Render every line of the entries below as a Markdown table with the columns "No." and "Line", numbering the rows and leaving out blank lines. Do not include the pictures in your answer.

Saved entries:
★ ★ ★ ★ ★
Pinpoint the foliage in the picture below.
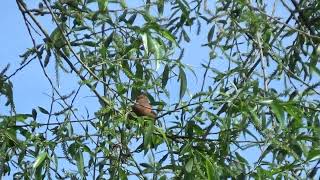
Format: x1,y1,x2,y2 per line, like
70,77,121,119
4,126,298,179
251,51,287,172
0,0,320,179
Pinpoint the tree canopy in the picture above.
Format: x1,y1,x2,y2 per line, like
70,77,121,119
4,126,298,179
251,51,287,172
0,0,320,180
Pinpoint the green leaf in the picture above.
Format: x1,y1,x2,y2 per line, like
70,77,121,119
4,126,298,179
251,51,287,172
141,33,149,54
271,101,284,128
157,0,164,15
32,109,38,120
208,25,216,43
104,32,114,48
307,149,320,161
75,148,84,177
179,68,187,99
162,64,170,89
127,13,137,25
32,152,48,169
5,128,20,146
206,158,215,180
185,158,193,173
38,106,50,114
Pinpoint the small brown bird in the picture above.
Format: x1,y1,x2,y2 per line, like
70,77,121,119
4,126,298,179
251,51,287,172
132,94,157,119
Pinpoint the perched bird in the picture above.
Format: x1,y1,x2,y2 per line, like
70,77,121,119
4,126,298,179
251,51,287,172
132,94,157,119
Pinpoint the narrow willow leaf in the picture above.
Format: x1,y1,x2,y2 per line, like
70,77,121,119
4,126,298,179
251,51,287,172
32,152,48,169
271,101,284,127
185,158,193,173
141,33,149,54
76,149,84,177
179,68,187,99
38,106,49,114
162,64,170,88
206,159,215,180
157,0,164,15
208,25,216,43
★ ★ ★ ★ ★
[EXERCISE RESULT]:
| No. | Line |
|---|---|
| 1 | Pinpoint the foliage in the picture below. |
| 2 | Format: x1,y1,x2,y2 per line, like |
| 3 | 70,77,121,119 |
| 4 | 4,126,298,179 |
| 5 | 251,51,287,172 |
| 6 | 0,0,320,179 |
| 7 | Pinpoint the tree canopy in the picture above. |
| 8 | Format: x1,y1,x2,y2 per line, like |
| 9 | 70,77,121,119 |
| 10 | 4,126,298,179 |
| 11 | 251,51,287,172 |
| 12 | 0,0,320,180 |
| 13 | Pinpoint the green leaf in the picture above. |
| 14 | Format: x1,y1,x2,y2 per line, like |
| 15 | 70,77,121,119 |
| 16 | 4,126,298,179 |
| 17 | 251,51,287,172 |
| 18 | 141,33,149,54 |
| 19 | 271,101,284,128 |
| 20 | 157,0,164,15 |
| 21 | 32,109,38,120 |
| 22 | 208,25,216,43 |
| 23 | 104,32,114,48 |
| 24 | 307,149,320,161 |
| 25 | 75,148,84,177 |
| 26 | 179,68,187,99 |
| 27 | 162,64,170,89 |
| 28 | 127,13,137,25 |
| 29 | 32,152,48,169 |
| 30 | 5,128,20,146 |
| 31 | 206,158,215,180 |
| 32 | 185,158,193,173 |
| 33 | 38,106,50,114 |
| 34 | Pinpoint the small brown bird in the picture above. |
| 35 | Format: x1,y1,x2,y2 per line, like |
| 36 | 70,77,121,119 |
| 37 | 4,126,298,179 |
| 38 | 251,51,287,172 |
| 39 | 132,94,157,119 |
| 40 | Pinpoint the perched bird in the picture above. |
| 41 | Format: x1,y1,x2,y2 per line, like |
| 42 | 70,77,121,119 |
| 43 | 4,126,298,179 |
| 44 | 251,51,287,172 |
| 45 | 132,94,157,119 |
| 46 | Pinpoint the narrow willow leaf in the picture above. |
| 47 | Format: x1,y1,x2,y2 per line, like |
| 48 | 70,77,121,119 |
| 49 | 4,126,298,179 |
| 50 | 251,51,287,172 |
| 51 | 32,152,48,169 |
| 52 | 271,101,284,127 |
| 53 | 185,158,193,173 |
| 54 | 141,33,149,54 |
| 55 | 76,149,84,177 |
| 56 | 179,68,187,99 |
| 57 | 38,106,49,114 |
| 58 | 162,64,170,88 |
| 59 | 206,159,215,180 |
| 60 | 157,0,164,15 |
| 61 | 208,25,216,43 |